_Prompt_. Put all of the records below into a numbered list and omit any blank lines.

(Raw records)

__________________________________________________

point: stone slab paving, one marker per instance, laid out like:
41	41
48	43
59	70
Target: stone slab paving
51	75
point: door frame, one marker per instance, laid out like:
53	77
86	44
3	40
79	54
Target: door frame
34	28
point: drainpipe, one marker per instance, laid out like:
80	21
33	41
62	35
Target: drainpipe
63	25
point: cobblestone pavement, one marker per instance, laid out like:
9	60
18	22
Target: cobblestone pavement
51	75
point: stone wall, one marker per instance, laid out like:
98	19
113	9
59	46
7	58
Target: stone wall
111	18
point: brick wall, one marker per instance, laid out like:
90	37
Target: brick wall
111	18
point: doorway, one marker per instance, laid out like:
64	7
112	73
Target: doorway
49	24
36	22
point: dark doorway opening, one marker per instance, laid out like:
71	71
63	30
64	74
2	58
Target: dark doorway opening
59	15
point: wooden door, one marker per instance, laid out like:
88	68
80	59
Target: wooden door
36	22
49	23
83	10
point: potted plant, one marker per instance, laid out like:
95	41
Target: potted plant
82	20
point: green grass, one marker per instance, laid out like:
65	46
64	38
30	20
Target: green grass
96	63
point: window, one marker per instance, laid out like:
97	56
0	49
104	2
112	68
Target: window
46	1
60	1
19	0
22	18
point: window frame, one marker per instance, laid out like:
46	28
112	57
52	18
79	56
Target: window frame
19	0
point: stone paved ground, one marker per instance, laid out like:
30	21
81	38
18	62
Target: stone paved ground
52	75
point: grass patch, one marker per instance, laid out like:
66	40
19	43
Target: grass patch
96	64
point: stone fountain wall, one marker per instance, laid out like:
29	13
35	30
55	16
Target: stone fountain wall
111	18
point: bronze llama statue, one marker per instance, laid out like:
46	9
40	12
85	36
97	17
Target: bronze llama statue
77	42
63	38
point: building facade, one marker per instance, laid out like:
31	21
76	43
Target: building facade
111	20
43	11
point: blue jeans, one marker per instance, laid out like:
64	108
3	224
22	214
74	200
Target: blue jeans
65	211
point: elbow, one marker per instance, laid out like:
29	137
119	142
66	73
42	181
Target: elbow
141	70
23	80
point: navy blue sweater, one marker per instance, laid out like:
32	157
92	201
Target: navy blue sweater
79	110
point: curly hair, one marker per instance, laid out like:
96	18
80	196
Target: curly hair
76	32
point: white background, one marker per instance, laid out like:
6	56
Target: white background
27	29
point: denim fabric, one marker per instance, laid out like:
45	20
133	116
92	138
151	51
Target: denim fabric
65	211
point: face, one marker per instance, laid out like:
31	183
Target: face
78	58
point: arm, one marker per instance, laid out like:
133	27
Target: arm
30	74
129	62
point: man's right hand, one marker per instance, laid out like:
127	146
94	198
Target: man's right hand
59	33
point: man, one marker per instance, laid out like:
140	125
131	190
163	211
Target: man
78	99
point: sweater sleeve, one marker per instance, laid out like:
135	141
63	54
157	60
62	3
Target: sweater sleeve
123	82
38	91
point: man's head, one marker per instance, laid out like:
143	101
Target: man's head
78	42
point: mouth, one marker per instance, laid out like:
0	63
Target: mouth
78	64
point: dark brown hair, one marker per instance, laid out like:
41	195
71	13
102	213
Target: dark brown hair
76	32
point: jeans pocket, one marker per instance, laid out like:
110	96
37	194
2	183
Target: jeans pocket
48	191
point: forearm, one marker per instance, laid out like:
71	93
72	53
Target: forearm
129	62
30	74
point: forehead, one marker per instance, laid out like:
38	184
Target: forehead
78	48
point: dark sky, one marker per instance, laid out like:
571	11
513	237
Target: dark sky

__________________________________________________

_Final result_.
1. point: stone slab paving, one marker per instance, laid out like:
2. 41	41
3. 48	43
4. 59	70
5. Target: stone slab paving
6. 51	75
7. point: door frame, one marker per instance, laid out like:
8. 53	77
9. 86	44
10. 3	40
11. 79	54
12. Target: door frame
13. 34	28
14. point: drainpipe, one marker per instance, laid out like:
15. 80	21
16. 33	41
17. 62	35
18. Target: drainpipe
19. 63	25
20. point: cobblestone pavement, one marker per instance, laid out like:
21. 9	60
22. 18	22
23. Target: cobblestone pavement
24. 51	75
25. point: stone wall, one marker per instance, laid out like:
26. 98	19
27. 113	9
28. 59	46
29. 7	58
30. Target: stone wall
31. 111	18
32. point: brick wall, one marker per instance, laid out like:
33. 90	37
34. Target: brick wall
35. 111	18
36. point: doorway, one marker per instance, laid out like:
37. 64	7
38. 112	73
39. Target: doorway
40. 49	24
41. 36	22
42. point: dark doorway opening, one marker per instance, laid out like:
43. 71	71
44. 63	30
45. 64	74
46. 2	58
47. Target: dark doorway opening
48. 59	15
49. point: wooden door, one marker per instance, laid out like:
50. 88	68
51. 80	59
52. Target: wooden door
53. 36	22
54. 49	23
55. 83	10
56. point: potted plant, one marker per instance, laid out like:
57. 95	41
58. Target: potted plant
59. 82	20
60. point: green grass, one marker per instance, laid out like:
61. 65	46
62. 64	38
63. 30	20
64. Target: green grass
65. 96	63
66. point: window, one marker per instance, laid out like:
67. 97	56
68. 0	49
69. 104	2
70. 112	68
71. Target: window
72. 46	1
73. 60	1
74. 19	0
75. 22	18
76. point: window frame, one marker per instance, laid out like:
77. 46	28
78. 112	57
79. 52	18
80. 79	56
81. Target: window frame
82. 19	0
83. point: stone paved ground, one marker per instance, laid out like:
84. 30	21
85. 81	38
86. 18	62
87. Target: stone paved ground
88. 52	75
89. point: grass patch, one marker per instance, laid out like:
90. 66	40
91. 19	43
92. Target: grass patch
93. 96	64
94. point: stone fountain wall, one marker per instance, laid out like:
95. 29	13
96. 35	30
97. 55	16
98. Target: stone fountain wall
99. 111	18
100. point: bronze llama statue, one marker per instance, laid out like:
101. 46	9
102. 40	12
103. 85	36
104. 97	17
105. Target: bronze llama statue
106. 77	42
107. 63	38
108. point: building facade, one marker per instance, laid out like:
109. 31	21
110. 76	43
111. Target: building facade
112. 111	20
113. 43	11
114. point: blue jeans, one marker per instance, laid out like:
115. 64	108
116. 3	224
117. 22	214
118. 74	200
119. Target: blue jeans
120. 65	211
121. point: elbow, one marker per instance, laid out like:
122. 29	137
123. 119	142
124. 66	73
125. 42	181
126. Target: elbow
127. 141	70
128. 23	80
129. point: navy blue sweater, one marker per instance, laid out like:
130. 32	157
131. 92	201
132. Target: navy blue sweater
133. 79	110
134. point: curly hair, one marker per instance, laid out like:
135. 96	18
136. 80	196
137. Target: curly hair
138. 76	32
139. point: white background, one marker per instance, laid out like:
140. 6	56
141. Target: white background
142. 27	29
143. point: denim fabric, one marker per instance, laid out like:
144. 45	20
145. 133	116
146. 92	138
147. 151	51
148. Target: denim fabric
149. 65	211
150. point: face, one marker per instance, laid out like:
151. 31	183
152. Target: face
153. 78	58
154. point: arm, one marker per instance, laid out like:
155. 133	27
156. Target: arm
157. 30	74
158. 129	62
159. point: man's right hand, one marker per instance, laid out like:
160. 127	146
161. 94	198
162. Target: man's right hand
163. 59	33
164. point: man, one marker per instance, laid out like:
165. 140	125
166. 131	190
167. 163	211
168. Target: man
169. 78	99
170. point: sweater sleeve, one marker per instance, laid out like:
171. 135	141
172. 63	54
173. 157	60
174. 62	3
175. Target: sweater sleeve
176. 123	82
177. 38	91
178. point: man's head, one marker per instance, laid out like:
179. 143	101
180. Target: man's head
181. 78	42
182. point: mouth, one marker per instance, laid out like:
183. 0	63
184. Target: mouth
185. 78	64
186. point: dark brown hair, one marker per instance, laid out like:
187. 41	195
188. 71	13
189. 102	213
190. Target: dark brown hair
191. 76	32
192. point: jeans pocket, one marker per instance, laid out like:
193. 110	96
194. 37	194
195. 2	183
196. Target: jeans pocket
197. 48	191
198. point: forearm, one marker per instance, laid out like:
199. 71	93
200. 72	53
201. Target: forearm
202. 129	62
203. 30	74
204. point: forehead, one marker per instance, laid out like:
205. 38	184
206. Target: forehead
207. 78	48
208. point: dark sky, one marker per instance, laid out like:
209. 571	11
210. 513	237
211. Target: dark sky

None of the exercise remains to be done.